WHAT IS REQUIRED: Repeat everything from the beginning of the material down to the line that contains "207L267 191L261 195L260", including both ends, with no changes.

[Start of Attachment]

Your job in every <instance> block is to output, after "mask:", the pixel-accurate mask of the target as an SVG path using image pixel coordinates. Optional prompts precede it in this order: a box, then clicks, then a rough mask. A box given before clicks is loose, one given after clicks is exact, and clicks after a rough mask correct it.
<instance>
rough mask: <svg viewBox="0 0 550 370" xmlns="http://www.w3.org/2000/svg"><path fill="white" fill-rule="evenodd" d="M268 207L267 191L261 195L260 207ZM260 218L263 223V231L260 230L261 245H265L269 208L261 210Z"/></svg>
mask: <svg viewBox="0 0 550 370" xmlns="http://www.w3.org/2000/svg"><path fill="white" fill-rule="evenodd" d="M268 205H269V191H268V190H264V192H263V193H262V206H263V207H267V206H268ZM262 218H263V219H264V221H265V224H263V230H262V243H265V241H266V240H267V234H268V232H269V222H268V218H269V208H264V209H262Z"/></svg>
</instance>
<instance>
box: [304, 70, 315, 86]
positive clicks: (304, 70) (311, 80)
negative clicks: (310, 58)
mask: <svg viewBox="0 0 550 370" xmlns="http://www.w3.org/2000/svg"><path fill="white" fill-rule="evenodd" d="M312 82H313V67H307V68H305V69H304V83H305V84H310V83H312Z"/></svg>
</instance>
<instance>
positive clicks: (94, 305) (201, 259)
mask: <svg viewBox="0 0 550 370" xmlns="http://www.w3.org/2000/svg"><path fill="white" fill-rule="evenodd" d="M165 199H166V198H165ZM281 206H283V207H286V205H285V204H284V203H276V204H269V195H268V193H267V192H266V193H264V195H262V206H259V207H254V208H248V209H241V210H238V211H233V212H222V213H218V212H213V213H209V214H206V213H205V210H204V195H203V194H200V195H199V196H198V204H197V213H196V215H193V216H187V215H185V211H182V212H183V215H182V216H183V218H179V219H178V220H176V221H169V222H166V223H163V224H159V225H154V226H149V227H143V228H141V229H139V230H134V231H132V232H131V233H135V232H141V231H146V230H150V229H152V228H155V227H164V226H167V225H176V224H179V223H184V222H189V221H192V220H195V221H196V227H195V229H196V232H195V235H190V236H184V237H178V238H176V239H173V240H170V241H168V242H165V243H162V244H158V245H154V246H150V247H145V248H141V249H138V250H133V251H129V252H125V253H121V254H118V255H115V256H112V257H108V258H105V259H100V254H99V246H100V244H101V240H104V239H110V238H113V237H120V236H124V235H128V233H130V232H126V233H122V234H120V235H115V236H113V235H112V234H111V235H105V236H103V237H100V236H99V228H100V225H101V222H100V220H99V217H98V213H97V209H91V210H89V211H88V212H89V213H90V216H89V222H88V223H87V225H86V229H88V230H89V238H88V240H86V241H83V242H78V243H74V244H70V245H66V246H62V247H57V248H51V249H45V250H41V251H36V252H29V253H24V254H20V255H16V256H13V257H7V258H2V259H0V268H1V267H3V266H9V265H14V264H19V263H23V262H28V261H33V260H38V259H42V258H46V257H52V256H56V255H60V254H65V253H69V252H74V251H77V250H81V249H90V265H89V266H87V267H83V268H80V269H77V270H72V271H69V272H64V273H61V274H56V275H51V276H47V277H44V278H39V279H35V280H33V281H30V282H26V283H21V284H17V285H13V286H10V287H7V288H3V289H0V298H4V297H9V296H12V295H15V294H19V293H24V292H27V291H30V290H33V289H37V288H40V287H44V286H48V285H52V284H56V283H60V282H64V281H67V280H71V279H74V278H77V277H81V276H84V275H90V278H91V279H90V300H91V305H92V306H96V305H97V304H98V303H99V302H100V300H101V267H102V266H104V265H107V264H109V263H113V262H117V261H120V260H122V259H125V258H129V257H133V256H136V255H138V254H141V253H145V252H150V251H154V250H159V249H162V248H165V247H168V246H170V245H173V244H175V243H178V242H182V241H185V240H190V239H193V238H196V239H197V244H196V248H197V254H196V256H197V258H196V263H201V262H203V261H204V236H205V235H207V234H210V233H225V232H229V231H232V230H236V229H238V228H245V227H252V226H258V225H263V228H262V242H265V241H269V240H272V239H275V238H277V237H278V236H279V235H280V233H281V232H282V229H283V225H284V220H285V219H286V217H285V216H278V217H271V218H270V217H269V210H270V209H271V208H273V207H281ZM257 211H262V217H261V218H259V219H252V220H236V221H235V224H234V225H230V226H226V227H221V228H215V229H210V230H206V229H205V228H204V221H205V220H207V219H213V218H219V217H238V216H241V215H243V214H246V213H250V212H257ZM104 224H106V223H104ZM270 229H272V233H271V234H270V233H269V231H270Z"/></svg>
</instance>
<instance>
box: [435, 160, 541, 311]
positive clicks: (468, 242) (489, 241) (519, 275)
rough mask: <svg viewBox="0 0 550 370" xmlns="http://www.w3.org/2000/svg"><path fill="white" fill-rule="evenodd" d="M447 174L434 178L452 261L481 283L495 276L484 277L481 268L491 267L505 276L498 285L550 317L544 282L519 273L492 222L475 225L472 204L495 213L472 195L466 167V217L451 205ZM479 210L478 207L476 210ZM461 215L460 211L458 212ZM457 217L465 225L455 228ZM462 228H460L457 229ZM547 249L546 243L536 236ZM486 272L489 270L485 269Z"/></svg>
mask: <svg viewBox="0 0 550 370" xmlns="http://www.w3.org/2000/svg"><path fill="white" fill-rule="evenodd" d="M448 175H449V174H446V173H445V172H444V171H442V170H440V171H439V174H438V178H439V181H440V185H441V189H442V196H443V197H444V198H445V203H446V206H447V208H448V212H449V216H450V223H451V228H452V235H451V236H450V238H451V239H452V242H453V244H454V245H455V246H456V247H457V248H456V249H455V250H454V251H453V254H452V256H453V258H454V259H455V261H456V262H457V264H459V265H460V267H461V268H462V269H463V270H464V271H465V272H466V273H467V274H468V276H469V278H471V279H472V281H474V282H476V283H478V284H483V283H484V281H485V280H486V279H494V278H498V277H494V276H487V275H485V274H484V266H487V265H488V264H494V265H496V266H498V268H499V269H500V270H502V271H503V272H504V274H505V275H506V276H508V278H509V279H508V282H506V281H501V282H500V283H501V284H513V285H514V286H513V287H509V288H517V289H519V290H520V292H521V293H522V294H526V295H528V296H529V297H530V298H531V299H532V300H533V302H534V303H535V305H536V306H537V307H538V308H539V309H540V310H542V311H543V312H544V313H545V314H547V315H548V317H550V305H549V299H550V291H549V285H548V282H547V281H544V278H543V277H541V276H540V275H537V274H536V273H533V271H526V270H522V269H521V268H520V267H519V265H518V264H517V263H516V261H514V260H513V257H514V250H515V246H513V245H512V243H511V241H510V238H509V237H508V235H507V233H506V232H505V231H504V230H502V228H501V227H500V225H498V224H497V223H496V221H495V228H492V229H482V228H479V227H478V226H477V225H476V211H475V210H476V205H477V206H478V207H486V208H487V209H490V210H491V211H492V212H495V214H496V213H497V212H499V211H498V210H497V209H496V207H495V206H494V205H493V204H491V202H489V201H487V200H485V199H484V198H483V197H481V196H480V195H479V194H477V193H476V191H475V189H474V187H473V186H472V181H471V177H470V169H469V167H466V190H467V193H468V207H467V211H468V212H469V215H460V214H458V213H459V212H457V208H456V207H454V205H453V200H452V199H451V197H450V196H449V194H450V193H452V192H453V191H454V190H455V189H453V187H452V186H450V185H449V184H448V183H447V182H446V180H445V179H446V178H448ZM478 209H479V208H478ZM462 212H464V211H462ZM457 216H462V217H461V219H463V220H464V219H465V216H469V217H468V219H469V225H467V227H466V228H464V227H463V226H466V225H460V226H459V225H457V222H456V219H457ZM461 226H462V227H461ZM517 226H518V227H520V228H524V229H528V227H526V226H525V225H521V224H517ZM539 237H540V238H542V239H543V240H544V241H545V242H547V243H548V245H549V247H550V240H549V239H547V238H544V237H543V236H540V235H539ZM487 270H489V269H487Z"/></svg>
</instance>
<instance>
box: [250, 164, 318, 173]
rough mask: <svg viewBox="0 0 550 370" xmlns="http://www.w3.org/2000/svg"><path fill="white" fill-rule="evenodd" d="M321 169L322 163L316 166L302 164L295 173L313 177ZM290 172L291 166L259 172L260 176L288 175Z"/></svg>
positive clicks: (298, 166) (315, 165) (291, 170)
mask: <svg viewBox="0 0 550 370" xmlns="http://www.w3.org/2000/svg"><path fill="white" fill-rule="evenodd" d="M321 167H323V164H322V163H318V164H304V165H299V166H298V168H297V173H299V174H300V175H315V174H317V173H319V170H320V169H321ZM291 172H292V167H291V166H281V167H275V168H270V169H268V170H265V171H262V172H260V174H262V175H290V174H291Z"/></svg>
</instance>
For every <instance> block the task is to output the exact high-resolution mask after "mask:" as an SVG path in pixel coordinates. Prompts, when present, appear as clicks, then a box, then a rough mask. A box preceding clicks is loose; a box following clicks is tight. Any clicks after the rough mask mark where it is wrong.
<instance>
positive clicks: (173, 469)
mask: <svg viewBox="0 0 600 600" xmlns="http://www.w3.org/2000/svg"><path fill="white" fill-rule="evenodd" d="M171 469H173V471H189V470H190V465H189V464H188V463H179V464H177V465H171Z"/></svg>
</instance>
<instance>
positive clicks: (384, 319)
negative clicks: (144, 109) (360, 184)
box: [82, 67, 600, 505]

[End of Attachment]

RESPONSE:
Your job in every <instance> block is to output, after "mask:", the pixel-accurate mask of the target as an SVG path using image pixel coordinates. Optional prompts precede it in this order: a box, then clicks, then a rough mask. A box given before clicks is loose, one given after clicks is exact, and clicks after a rough mask correct it.
<instance>
rough mask: <svg viewBox="0 0 550 370" xmlns="http://www.w3.org/2000/svg"><path fill="white" fill-rule="evenodd" d="M268 207L267 191L261 195L260 207ZM260 218L263 223V231L260 230L261 245H265L269 208L261 210Z"/></svg>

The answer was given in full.